Assigned task:
Without changing anything, copy out each entry.

Data records:

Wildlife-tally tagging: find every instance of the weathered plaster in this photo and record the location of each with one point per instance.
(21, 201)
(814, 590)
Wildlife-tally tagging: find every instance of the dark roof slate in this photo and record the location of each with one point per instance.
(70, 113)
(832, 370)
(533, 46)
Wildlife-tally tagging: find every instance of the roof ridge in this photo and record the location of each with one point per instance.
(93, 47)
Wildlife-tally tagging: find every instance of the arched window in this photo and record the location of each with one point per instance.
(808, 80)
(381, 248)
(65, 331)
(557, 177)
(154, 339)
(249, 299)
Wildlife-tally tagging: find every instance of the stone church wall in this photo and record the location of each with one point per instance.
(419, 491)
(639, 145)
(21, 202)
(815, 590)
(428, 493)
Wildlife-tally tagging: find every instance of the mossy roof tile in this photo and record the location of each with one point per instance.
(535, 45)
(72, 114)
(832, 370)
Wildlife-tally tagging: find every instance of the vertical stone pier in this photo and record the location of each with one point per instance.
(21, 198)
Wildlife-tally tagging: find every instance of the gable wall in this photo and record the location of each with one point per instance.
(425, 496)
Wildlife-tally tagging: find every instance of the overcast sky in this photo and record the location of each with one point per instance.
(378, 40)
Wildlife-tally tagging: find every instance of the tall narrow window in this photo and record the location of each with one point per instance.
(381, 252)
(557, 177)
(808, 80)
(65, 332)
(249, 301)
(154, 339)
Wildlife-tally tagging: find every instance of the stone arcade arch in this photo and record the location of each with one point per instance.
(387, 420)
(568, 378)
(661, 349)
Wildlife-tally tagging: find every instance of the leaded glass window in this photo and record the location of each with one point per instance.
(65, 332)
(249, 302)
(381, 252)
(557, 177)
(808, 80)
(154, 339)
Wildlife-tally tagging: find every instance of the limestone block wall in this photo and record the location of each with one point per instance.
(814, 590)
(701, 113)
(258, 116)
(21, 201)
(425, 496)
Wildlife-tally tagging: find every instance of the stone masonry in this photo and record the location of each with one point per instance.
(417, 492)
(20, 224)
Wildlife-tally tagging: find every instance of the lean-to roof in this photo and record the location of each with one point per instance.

Reply:
Wildlife-tally tagging: find every instance of the weathered plaster in this photo and record the location of each with one point per instance.
(21, 201)
(814, 590)
Wildlife-tally tagging: find every instance of the dark roof slate in this photo and record the location of each with one point per instance.
(70, 113)
(832, 370)
(533, 46)
Wildlife-tally tagging: find every instance of the roof ridge in this photo and record the location of each with one point per instance.
(93, 47)
Wildlife-tally tagging: find every instance of the arched window in this photo and record the location of each with one point per instance.
(808, 80)
(381, 248)
(65, 331)
(557, 177)
(154, 339)
(249, 299)
Wildlife-tally tagging: find every instance of the stone church wall in this photo and record the location of each with one point per instance.
(419, 491)
(639, 145)
(21, 202)
(815, 590)
(428, 493)
Wildlife-tally tagging: find every instance of the mossy roof tile in this photo and record the location of each with one point per instance.
(535, 45)
(72, 114)
(832, 370)
Wildlife-tally tagging: find every instance of the vertical stone pier in this photo and record the location of each with one point per instance.
(21, 198)
Wildlife-tally tagging: find every instance of the gable wall in this photo and record the location of each with one point per instance.
(425, 496)
Wildlife-tally tagging: find every instance of the overcast sky in this photo and record the location of each with one point per instance.
(378, 40)
Wildlife-tally tagging: find every instance of the tall narrow window in this photo and record the location of each with one point per instance.
(381, 252)
(557, 177)
(808, 80)
(65, 332)
(249, 301)
(154, 339)
Wildlife-tally tagging: find every instance of the stone arcade arch in this photo and record the location of each with one point per instance.
(387, 420)
(568, 378)
(661, 349)
Wildlife-tally tagging: find every instance of the leaded glass window in this photo and record the location of each with one point per instance.
(65, 332)
(249, 302)
(381, 252)
(557, 177)
(808, 80)
(154, 339)
Wildlife-tally tagging: find every instance of the limestone block wall in this photo and record the location of each with one point per instance.
(814, 590)
(701, 113)
(258, 116)
(21, 201)
(425, 496)
Wildlife-tally tagging: find every instance of the stone masonry in this photo and record the location of each with one point per instance.
(417, 492)
(20, 224)
Wildlife-tally tagging: find every instance of the lean-to roof in this photo and record the location of each with one point per instance.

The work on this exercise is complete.